## [DIRECTIONS]
Write out exactly the lines from the one containing "Each instance of the pale" through the last line of the records below, including both.

## [GIVEN RECORDS]
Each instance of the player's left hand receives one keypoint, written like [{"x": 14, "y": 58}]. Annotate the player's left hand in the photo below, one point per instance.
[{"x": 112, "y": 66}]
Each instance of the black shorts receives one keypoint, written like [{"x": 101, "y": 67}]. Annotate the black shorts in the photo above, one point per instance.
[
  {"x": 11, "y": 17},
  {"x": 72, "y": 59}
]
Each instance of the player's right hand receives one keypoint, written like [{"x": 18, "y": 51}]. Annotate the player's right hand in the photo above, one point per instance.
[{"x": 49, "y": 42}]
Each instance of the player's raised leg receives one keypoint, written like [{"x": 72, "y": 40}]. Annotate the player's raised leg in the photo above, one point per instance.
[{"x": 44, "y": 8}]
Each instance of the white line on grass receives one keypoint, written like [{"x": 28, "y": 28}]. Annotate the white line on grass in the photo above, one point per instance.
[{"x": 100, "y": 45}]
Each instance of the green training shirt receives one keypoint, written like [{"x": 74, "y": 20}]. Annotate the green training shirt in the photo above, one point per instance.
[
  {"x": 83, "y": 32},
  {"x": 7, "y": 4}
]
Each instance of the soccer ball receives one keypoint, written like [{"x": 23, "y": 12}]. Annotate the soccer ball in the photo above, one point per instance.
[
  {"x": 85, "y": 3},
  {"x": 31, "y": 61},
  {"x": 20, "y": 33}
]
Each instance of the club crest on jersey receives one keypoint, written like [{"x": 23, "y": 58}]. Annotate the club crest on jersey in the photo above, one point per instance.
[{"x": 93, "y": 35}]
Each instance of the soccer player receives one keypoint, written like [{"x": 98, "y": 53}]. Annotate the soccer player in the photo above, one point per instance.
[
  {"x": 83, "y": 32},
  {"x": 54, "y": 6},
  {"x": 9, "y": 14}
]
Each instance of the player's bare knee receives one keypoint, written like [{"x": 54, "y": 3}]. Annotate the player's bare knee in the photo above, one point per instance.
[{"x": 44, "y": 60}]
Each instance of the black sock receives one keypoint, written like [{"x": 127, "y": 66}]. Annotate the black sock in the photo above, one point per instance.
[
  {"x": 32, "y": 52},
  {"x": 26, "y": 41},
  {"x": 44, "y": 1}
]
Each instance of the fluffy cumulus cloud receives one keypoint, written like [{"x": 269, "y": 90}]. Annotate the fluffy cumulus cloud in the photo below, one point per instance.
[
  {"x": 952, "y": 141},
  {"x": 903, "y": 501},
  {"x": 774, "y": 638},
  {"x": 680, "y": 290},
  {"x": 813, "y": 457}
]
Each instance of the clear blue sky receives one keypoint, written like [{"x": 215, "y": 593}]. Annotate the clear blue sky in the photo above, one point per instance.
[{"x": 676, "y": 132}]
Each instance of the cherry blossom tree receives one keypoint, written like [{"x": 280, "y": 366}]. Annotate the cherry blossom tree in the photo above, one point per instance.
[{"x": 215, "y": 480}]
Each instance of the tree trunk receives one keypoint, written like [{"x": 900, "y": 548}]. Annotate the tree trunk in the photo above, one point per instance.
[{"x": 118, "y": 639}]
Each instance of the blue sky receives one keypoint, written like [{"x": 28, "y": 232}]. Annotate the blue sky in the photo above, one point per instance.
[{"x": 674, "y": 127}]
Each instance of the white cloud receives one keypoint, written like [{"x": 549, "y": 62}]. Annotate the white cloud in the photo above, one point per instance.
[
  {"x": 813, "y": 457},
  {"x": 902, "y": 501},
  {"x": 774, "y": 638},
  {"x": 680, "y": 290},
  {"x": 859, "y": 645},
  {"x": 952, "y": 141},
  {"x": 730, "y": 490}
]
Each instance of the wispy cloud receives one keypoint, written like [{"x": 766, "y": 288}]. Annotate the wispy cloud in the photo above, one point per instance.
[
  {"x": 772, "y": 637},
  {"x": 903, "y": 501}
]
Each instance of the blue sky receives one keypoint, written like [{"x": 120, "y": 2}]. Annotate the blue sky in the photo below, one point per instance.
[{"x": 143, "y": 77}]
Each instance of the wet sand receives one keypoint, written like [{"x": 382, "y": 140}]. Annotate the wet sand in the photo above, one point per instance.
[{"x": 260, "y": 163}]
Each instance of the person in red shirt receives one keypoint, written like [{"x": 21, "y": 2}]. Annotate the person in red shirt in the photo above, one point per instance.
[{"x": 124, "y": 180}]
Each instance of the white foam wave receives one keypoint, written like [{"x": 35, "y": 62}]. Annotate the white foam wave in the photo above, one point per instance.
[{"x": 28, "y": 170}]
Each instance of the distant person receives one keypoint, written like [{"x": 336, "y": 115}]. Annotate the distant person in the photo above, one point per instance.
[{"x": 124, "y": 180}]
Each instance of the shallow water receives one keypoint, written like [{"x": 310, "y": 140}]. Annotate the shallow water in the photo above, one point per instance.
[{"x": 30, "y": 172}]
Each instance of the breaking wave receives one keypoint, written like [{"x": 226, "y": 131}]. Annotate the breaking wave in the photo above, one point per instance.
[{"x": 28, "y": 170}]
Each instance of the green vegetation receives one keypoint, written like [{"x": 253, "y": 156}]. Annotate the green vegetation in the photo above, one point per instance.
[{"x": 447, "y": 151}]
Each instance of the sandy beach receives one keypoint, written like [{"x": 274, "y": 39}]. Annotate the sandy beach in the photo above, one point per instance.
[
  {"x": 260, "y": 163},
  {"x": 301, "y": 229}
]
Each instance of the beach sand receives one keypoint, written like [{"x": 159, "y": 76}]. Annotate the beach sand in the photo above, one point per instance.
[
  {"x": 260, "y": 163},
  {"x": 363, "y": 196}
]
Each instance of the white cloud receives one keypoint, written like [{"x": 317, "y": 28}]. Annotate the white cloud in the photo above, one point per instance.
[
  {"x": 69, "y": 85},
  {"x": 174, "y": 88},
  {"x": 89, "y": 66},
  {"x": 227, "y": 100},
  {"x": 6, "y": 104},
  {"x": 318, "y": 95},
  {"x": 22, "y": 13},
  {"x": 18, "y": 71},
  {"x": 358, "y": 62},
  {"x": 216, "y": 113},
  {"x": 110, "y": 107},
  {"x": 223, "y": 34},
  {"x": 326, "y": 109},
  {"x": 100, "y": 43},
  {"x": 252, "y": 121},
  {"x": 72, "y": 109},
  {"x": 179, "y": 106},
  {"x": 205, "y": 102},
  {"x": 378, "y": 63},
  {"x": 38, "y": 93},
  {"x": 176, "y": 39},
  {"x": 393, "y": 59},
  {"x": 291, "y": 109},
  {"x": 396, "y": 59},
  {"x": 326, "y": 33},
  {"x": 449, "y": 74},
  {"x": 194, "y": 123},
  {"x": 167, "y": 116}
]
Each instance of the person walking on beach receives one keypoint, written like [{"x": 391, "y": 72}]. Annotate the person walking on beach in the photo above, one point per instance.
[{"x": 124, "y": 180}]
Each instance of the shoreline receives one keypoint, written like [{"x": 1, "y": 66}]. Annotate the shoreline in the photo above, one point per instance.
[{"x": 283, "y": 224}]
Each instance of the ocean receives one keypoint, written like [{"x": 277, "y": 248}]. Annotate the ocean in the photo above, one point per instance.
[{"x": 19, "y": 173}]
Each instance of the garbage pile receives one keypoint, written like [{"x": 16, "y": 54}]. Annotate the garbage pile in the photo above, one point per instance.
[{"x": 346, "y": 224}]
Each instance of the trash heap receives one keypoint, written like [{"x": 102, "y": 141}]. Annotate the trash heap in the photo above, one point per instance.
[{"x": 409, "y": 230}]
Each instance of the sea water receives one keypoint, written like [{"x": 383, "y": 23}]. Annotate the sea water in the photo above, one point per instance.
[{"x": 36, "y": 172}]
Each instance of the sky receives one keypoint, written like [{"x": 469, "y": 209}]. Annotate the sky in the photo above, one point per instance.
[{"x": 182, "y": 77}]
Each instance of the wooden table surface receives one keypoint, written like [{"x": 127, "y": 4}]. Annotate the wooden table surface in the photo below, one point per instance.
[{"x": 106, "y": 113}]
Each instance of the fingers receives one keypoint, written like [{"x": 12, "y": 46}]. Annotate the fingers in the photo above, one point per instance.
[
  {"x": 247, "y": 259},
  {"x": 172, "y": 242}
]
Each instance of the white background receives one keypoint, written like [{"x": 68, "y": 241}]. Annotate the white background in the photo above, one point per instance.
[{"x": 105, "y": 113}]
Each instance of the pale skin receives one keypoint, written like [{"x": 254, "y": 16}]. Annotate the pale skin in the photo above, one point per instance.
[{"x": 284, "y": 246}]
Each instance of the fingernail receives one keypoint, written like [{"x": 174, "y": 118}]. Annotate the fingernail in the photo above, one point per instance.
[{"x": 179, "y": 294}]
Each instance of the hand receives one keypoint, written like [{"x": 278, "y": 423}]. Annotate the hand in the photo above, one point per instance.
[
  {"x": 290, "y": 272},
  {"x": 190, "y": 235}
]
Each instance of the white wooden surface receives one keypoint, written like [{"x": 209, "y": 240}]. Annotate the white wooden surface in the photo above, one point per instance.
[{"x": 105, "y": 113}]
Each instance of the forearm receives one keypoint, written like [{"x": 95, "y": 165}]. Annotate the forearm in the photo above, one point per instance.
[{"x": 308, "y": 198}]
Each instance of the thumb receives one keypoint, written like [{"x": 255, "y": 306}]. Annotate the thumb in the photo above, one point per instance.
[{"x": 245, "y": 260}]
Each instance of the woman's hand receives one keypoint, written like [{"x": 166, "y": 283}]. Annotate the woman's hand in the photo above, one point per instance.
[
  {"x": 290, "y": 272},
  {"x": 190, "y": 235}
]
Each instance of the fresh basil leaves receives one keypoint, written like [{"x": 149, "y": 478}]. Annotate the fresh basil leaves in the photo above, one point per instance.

## [THE REPLY]
Each instance of the pale skin receives one keypoint, written like [{"x": 254, "y": 16}]. Annotate the pale skin in the photo above, one point per instance.
[{"x": 284, "y": 246}]
Each instance of the fingernail receives one keypoint, written like [{"x": 174, "y": 118}]. Annotate the fingernail in the photo above, one point per instance.
[{"x": 179, "y": 294}]
Each instance of the hand receives one keypoint, written like [{"x": 278, "y": 423}]. Annotate the hand in the photo above, one point per instance.
[
  {"x": 290, "y": 272},
  {"x": 190, "y": 235}
]
Each instance of the white wooden surface receives one keypoint, written like [{"x": 209, "y": 240}]. Annotate the white wooden surface in the photo above, one point per instance.
[{"x": 105, "y": 113}]
Each instance of the forearm receives one keypoint, written like [{"x": 95, "y": 165}]. Annotate the forearm in the photo above, one point per instance.
[{"x": 308, "y": 198}]
Each instance of the thumb receives one keypoint, written like [{"x": 255, "y": 306}]. Annotate the thumb in the photo above, one point per instance.
[{"x": 245, "y": 260}]
Each instance of the woman's hand receives one keypoint, written like [{"x": 166, "y": 283}]. Annotate the woman's hand in the photo above, one point per instance.
[
  {"x": 290, "y": 272},
  {"x": 190, "y": 235}
]
Each instance of the fresh basil leaves receives one keypoint, written like [{"x": 149, "y": 478}]. Annotate the fresh basil leaves in the photo above, one point per instance.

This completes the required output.